*Passage to read:*
Huizhong Wu
During weeks holed up in her grandmother’s apartment with
10 relatives and eating a restricted diet, Chinese teenager Li Yuxuan
says tempers have frayed. Li and her family are among the
millions of people across China’s Hubei province, epicenter of the
coronavirus outbreak, who are subject to official orders to stay at home
amid attempts to contain the spread of the disease.
Officials
and volunteers have sealed off buildings, erected barricades and stepped
up surveillance to ensure compliance with the ban on movement, measures
that are taking a toll on many in the community.
“Every day
there’s fighting. Every day we sigh. Every day I’m scolded,” Li, 19,
told Reuters by WeChat from the apartment in Ezhou, a city near the
provincial capital of Wuhan.
Li said the family had eaten the
same combination of white rice, cabbage and peanuts for three weeks,
since gathering to celebrate the Lunar New Year last month, stinting on
portions due to limits on the numbers of people from each household
allowed out to shop.
Cities and villages across China have taken
measures to prevent the spread of the coronavirus, which has infected
more than 76,000 people in the country, killing 2,345, but the protocols
in Hubei are the most extreme.
The province, which is home to
60 million people, announced a “sealed management” policy a week ago
that effectively prevents residents from leaving their homes, further
isolating a population that has been living under a transport lockdown
since late January.
“We bought vegetables today, but I don’t know
when we will go out again,” Li said by WeChat on Friday, adding the
family could now only buy food at the gate of their compound.

*What this exercise asks:*
1. In the article about the Hubei lockdown, how many relatives is Li Yuxuan staying with in her grandmother's apartment?
2. Update the Hubei lockdown article from "Li said the" up to and including "since late January.", changing "cabbage" to "spinach".

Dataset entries
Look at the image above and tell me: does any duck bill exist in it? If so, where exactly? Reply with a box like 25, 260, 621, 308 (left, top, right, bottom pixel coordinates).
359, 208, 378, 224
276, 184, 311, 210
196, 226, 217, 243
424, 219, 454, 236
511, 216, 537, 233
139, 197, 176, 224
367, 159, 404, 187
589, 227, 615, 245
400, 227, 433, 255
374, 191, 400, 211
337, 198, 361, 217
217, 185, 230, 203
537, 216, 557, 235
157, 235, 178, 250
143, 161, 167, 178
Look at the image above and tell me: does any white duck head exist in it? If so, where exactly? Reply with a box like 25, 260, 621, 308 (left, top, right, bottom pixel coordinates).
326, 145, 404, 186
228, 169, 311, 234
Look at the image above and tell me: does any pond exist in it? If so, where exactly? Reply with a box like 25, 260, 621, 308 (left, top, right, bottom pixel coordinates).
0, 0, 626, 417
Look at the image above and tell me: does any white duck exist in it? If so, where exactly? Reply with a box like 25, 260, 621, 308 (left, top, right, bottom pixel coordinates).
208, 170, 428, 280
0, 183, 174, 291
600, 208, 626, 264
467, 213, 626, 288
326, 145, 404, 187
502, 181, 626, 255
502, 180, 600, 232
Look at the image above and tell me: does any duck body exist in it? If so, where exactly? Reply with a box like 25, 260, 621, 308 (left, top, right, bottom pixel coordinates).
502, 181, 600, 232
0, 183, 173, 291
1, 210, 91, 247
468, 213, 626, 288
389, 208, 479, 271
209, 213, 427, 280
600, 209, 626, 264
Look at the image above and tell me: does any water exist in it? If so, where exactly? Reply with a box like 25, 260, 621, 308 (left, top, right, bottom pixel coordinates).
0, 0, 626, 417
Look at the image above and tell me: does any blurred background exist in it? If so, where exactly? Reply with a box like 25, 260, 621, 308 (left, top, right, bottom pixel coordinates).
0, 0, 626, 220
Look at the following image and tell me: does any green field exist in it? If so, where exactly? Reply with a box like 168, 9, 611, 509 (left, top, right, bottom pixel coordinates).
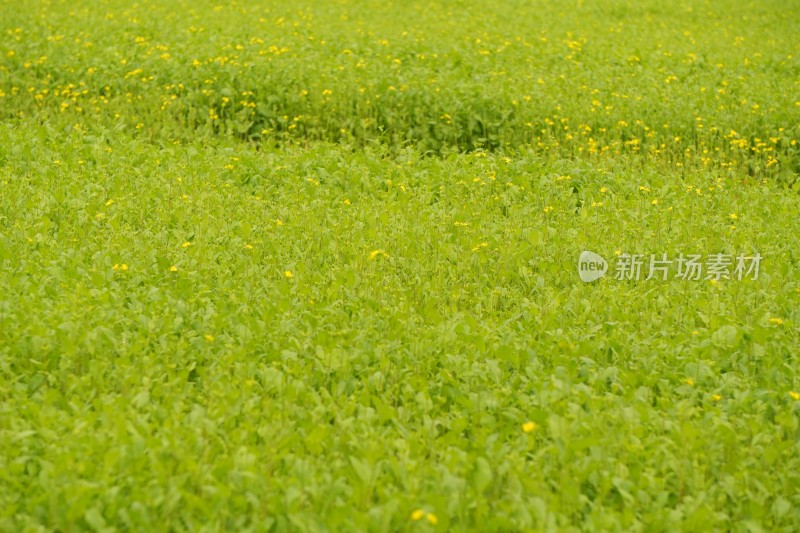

*Results in order:*
1. Ten relatives.

2.
Li said the family had eaten the
same combination of white rice, spinach and peanuts for three weeks,
since gathering to celebrate the Lunar New Year last month, stinting on
portions due to limits on the numbers of people from each household
allowed out to shop.
Cities and villages across China have taken
measures to prevent the spread of the coronavirus, which has infected
more than 76,000 people in the country, killing 2,345, but the protocols
in Hubei are the most extreme.
The province, which is home to
60 million people, announced a “sealed management” policy a week ago
that effectively prevents residents from leaving their homes, further
isolating a population that has been living under a transport lockdown
since late January.